What you need to do -> Copy out the rows below word for word, every one of them, and leave out the pictures.

Data for processing ->

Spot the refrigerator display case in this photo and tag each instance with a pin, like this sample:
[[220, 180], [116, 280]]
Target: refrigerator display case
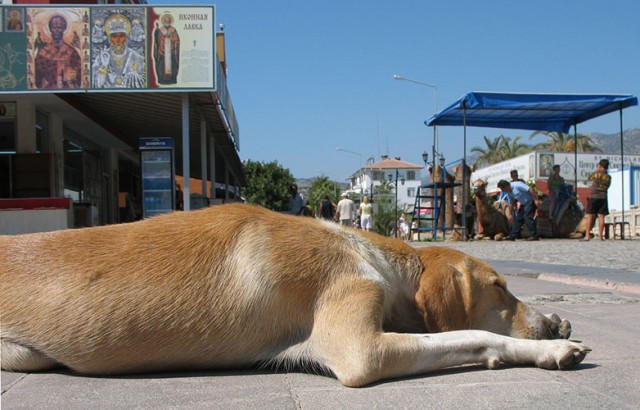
[[158, 176]]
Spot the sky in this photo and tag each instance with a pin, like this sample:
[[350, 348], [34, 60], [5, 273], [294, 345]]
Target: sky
[[307, 77]]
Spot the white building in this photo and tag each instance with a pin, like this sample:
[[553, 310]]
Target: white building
[[408, 177]]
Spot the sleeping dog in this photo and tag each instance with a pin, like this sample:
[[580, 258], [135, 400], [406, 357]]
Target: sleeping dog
[[238, 286]]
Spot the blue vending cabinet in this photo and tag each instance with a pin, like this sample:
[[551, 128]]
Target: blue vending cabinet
[[158, 176]]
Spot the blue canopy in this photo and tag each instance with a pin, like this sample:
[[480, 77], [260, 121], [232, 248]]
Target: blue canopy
[[545, 112]]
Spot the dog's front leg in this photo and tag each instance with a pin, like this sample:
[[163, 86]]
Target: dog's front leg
[[393, 355], [406, 354]]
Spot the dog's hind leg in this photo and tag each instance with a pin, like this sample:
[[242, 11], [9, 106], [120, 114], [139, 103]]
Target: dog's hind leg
[[19, 358]]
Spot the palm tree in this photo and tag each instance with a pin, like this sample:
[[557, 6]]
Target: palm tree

Correct answer ->
Spot the refrigerator display case in this photo and tag each instance with a pin, like this sample:
[[220, 180], [116, 280]]
Target: refrigerator display case
[[158, 176]]
Spot the sky in this photo and tag each instance with a pin, like this sample:
[[350, 348], [34, 60], [5, 273], [294, 345]]
Target: sky
[[307, 77]]
Spot the white building in this photo and tag each instance with a pin, like this sample:
[[553, 310]]
Target: white building
[[408, 177]]
Spot the sleeping dog in this photo and tag each instance with a pin, like this sample:
[[580, 258], [135, 400], [406, 357]]
Target: sleeping dog
[[238, 286]]
Spot the blue vending cabinet in this photo and tag each instance with a pin, like this sample:
[[551, 128]]
Target: blue vending cabinet
[[158, 176]]
Spot the blue canopy in this photo and tag each instance with a pin, like this sample:
[[480, 77], [260, 121], [232, 248]]
Target: blue canopy
[[545, 112]]
Spot the dog's front leg in this photo and tag each instance with a pin, like this sample:
[[163, 86]]
Target: dog's front leg
[[393, 355], [406, 354]]
Spot the dog's hind leg in this photo and tag each instance with a pin, like this sample:
[[242, 11], [9, 106], [120, 114], [139, 103]]
Target: dog's hind leg
[[19, 358]]
Spot the palm tree in this photo and tag each instance with a pin, like this sample:
[[557, 6]]
Target: palm tree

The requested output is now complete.